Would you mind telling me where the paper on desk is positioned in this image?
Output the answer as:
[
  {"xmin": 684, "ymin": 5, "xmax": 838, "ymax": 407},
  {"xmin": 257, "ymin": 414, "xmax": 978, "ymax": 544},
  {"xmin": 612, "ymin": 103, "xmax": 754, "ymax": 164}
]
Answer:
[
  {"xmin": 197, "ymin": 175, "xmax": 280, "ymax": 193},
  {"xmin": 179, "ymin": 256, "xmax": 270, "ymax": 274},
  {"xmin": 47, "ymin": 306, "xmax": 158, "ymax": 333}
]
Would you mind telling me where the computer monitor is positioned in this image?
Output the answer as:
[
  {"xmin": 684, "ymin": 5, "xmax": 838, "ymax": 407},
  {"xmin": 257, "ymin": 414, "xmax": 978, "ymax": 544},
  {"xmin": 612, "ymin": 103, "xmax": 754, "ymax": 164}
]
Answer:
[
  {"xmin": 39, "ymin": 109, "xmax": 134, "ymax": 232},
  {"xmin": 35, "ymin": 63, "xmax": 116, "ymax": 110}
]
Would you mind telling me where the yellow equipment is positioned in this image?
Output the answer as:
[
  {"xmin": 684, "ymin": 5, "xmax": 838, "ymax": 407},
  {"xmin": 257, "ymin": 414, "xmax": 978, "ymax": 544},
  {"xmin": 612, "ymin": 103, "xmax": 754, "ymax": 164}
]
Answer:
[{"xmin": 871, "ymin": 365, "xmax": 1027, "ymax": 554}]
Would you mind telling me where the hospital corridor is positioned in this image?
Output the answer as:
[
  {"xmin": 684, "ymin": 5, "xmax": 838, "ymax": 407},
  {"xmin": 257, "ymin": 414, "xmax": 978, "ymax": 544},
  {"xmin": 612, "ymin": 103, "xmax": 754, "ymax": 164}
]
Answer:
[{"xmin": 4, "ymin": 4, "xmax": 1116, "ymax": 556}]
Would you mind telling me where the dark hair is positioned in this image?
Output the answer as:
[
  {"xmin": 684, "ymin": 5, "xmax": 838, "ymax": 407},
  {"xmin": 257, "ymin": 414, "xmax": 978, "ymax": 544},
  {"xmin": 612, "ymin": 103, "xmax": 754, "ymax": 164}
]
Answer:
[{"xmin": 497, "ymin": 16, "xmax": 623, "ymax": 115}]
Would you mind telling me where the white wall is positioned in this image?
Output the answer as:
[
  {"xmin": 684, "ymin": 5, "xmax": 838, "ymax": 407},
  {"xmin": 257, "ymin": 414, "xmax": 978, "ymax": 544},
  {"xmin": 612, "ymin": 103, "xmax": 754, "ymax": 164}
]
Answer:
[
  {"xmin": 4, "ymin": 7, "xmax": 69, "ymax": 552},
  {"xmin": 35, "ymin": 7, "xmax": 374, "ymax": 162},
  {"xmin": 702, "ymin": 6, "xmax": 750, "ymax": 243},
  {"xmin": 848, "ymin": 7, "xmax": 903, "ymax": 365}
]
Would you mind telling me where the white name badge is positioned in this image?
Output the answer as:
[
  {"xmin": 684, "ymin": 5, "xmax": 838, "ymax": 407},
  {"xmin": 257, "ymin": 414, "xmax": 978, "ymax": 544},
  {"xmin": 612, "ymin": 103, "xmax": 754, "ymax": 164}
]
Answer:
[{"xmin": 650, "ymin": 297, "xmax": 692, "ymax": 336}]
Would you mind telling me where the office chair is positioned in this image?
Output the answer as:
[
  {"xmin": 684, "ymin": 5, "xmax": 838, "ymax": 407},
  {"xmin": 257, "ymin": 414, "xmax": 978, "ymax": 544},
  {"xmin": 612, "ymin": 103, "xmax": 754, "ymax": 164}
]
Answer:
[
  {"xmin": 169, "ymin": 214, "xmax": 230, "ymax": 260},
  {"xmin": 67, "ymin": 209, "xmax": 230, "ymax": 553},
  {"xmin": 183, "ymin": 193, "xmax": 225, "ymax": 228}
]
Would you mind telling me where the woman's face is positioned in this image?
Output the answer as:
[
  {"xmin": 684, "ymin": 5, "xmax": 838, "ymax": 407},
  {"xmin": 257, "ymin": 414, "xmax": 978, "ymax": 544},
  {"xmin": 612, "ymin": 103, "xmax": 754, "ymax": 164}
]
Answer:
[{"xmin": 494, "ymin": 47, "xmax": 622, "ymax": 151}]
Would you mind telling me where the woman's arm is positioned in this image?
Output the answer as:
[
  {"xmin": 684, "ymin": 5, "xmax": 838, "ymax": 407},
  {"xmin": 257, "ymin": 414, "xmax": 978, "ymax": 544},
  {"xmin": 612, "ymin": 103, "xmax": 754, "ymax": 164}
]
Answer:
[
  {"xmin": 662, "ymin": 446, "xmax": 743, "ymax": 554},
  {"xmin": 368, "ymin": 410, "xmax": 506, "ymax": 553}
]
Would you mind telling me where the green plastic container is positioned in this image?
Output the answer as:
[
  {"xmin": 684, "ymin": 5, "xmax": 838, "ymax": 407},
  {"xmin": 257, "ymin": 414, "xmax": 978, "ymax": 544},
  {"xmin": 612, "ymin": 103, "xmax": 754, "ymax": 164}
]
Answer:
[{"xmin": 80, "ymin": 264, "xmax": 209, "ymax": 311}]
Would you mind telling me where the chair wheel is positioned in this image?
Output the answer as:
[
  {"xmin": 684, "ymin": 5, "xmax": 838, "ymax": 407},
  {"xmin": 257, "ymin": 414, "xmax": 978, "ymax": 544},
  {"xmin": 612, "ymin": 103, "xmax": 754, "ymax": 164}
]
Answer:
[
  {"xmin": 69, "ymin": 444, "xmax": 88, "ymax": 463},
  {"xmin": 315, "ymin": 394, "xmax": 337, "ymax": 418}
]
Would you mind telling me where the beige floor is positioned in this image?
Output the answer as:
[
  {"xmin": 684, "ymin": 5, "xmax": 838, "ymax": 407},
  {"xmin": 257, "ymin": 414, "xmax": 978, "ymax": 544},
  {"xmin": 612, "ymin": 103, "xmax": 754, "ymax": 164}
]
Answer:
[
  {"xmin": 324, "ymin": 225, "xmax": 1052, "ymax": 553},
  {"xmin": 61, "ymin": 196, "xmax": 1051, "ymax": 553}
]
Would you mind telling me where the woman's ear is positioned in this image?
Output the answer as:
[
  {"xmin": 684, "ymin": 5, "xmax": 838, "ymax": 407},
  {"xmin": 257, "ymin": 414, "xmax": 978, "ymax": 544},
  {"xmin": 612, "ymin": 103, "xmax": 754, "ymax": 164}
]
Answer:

■ **Instructions for the task**
Copy out the data shown above without altering anything.

■ **Output of the exercise**
Would you mind telling me where the paper on desk is positioned in this image?
Output the answer as:
[
  {"xmin": 684, "ymin": 5, "xmax": 838, "ymax": 407},
  {"xmin": 257, "ymin": 414, "xmax": 978, "ymax": 544},
  {"xmin": 612, "ymin": 103, "xmax": 754, "ymax": 164}
]
Answer:
[
  {"xmin": 197, "ymin": 175, "xmax": 280, "ymax": 193},
  {"xmin": 179, "ymin": 256, "xmax": 270, "ymax": 274},
  {"xmin": 47, "ymin": 306, "xmax": 158, "ymax": 333}
]
Would you mind telling me where the computer monitor is positioned in this image?
Output the answer as:
[
  {"xmin": 684, "ymin": 5, "xmax": 838, "ymax": 407},
  {"xmin": 257, "ymin": 414, "xmax": 978, "ymax": 544},
  {"xmin": 612, "ymin": 103, "xmax": 754, "ymax": 164}
]
Answer:
[
  {"xmin": 39, "ymin": 109, "xmax": 134, "ymax": 232},
  {"xmin": 35, "ymin": 63, "xmax": 116, "ymax": 110}
]
Would you mind telling me where the yellow equipment is positioned in this image?
Output the answer as:
[
  {"xmin": 684, "ymin": 5, "xmax": 838, "ymax": 407},
  {"xmin": 257, "ymin": 414, "xmax": 978, "ymax": 544},
  {"xmin": 612, "ymin": 103, "xmax": 754, "ymax": 164}
]
Answer:
[{"xmin": 871, "ymin": 365, "xmax": 1027, "ymax": 554}]
Would you mind telling me where the hospital corridor is positioned in this image?
Output the answer as:
[
  {"xmin": 684, "ymin": 5, "xmax": 838, "ymax": 407},
  {"xmin": 257, "ymin": 414, "xmax": 978, "ymax": 544},
  {"xmin": 612, "ymin": 103, "xmax": 754, "ymax": 164}
]
Answer:
[{"xmin": 4, "ymin": 4, "xmax": 1116, "ymax": 556}]
Would you mind telling me where the dark hair is positioned in this image?
Output the answer as:
[
  {"xmin": 684, "ymin": 5, "xmax": 838, "ymax": 407},
  {"xmin": 257, "ymin": 414, "xmax": 978, "ymax": 544},
  {"xmin": 612, "ymin": 103, "xmax": 754, "ymax": 164}
]
Answer:
[{"xmin": 497, "ymin": 16, "xmax": 623, "ymax": 115}]
Would you mind telling me where the white wall is positioned in this image?
Output the answer as:
[
  {"xmin": 684, "ymin": 5, "xmax": 838, "ymax": 407},
  {"xmin": 257, "ymin": 414, "xmax": 978, "ymax": 544},
  {"xmin": 612, "ymin": 103, "xmax": 754, "ymax": 164}
]
Answer:
[
  {"xmin": 4, "ymin": 7, "xmax": 69, "ymax": 552},
  {"xmin": 35, "ymin": 7, "xmax": 374, "ymax": 162},
  {"xmin": 702, "ymin": 6, "xmax": 750, "ymax": 243},
  {"xmin": 848, "ymin": 7, "xmax": 903, "ymax": 365}
]
Would you mind telling me where the white name badge is positioned in this image?
Output the answer as:
[
  {"xmin": 684, "ymin": 5, "xmax": 838, "ymax": 407},
  {"xmin": 257, "ymin": 414, "xmax": 978, "ymax": 544},
  {"xmin": 612, "ymin": 103, "xmax": 754, "ymax": 164}
]
Answer:
[{"xmin": 650, "ymin": 297, "xmax": 692, "ymax": 336}]
Would you mind telling me where the office chair is positioned in this image?
Output the answer as:
[
  {"xmin": 684, "ymin": 5, "xmax": 838, "ymax": 407},
  {"xmin": 257, "ymin": 414, "xmax": 978, "ymax": 544},
  {"xmin": 612, "ymin": 103, "xmax": 754, "ymax": 164}
]
Answer:
[
  {"xmin": 169, "ymin": 214, "xmax": 230, "ymax": 260},
  {"xmin": 67, "ymin": 209, "xmax": 230, "ymax": 553},
  {"xmin": 183, "ymin": 193, "xmax": 225, "ymax": 228}
]
Would you mind telling me where the woman's face is positioned in this image?
Output the answer as:
[
  {"xmin": 684, "ymin": 5, "xmax": 838, "ymax": 407},
  {"xmin": 257, "ymin": 414, "xmax": 978, "ymax": 544},
  {"xmin": 612, "ymin": 103, "xmax": 754, "ymax": 164}
]
Answer:
[{"xmin": 494, "ymin": 47, "xmax": 622, "ymax": 151}]
Would you mind telling me where the woman's arm is positioned in this image?
Output the answer as:
[
  {"xmin": 684, "ymin": 5, "xmax": 838, "ymax": 407},
  {"xmin": 257, "ymin": 414, "xmax": 978, "ymax": 544},
  {"xmin": 612, "ymin": 103, "xmax": 754, "ymax": 164}
]
Answer:
[
  {"xmin": 662, "ymin": 446, "xmax": 743, "ymax": 554},
  {"xmin": 368, "ymin": 410, "xmax": 506, "ymax": 553}
]
Would you mind telling me where the green plastic container is positioned in this image?
Output the answer as:
[
  {"xmin": 684, "ymin": 5, "xmax": 838, "ymax": 407},
  {"xmin": 257, "ymin": 414, "xmax": 978, "ymax": 544},
  {"xmin": 612, "ymin": 103, "xmax": 754, "ymax": 164}
]
Answer:
[{"xmin": 80, "ymin": 264, "xmax": 209, "ymax": 311}]
Would you mind telling me where the chair wheel is positioned in this image?
Output the answer as:
[
  {"xmin": 684, "ymin": 5, "xmax": 838, "ymax": 407},
  {"xmin": 257, "ymin": 414, "xmax": 978, "ymax": 544},
  {"xmin": 612, "ymin": 103, "xmax": 754, "ymax": 164}
]
Answer:
[
  {"xmin": 69, "ymin": 444, "xmax": 88, "ymax": 463},
  {"xmin": 315, "ymin": 394, "xmax": 337, "ymax": 418}
]
Would you mind telling me where the beige floor is positioned in this image?
Output the answer as:
[
  {"xmin": 684, "ymin": 5, "xmax": 838, "ymax": 407},
  {"xmin": 257, "ymin": 414, "xmax": 978, "ymax": 544},
  {"xmin": 612, "ymin": 103, "xmax": 754, "ymax": 164}
]
Answer:
[
  {"xmin": 324, "ymin": 225, "xmax": 1052, "ymax": 553},
  {"xmin": 61, "ymin": 196, "xmax": 1051, "ymax": 553}
]
Would you mind telling me where the woman's ear is positioned in this image?
Output the answer as:
[
  {"xmin": 684, "ymin": 5, "xmax": 838, "ymax": 407},
  {"xmin": 257, "ymin": 414, "xmax": 978, "ymax": 544},
  {"xmin": 612, "ymin": 103, "xmax": 754, "ymax": 164}
]
Answer:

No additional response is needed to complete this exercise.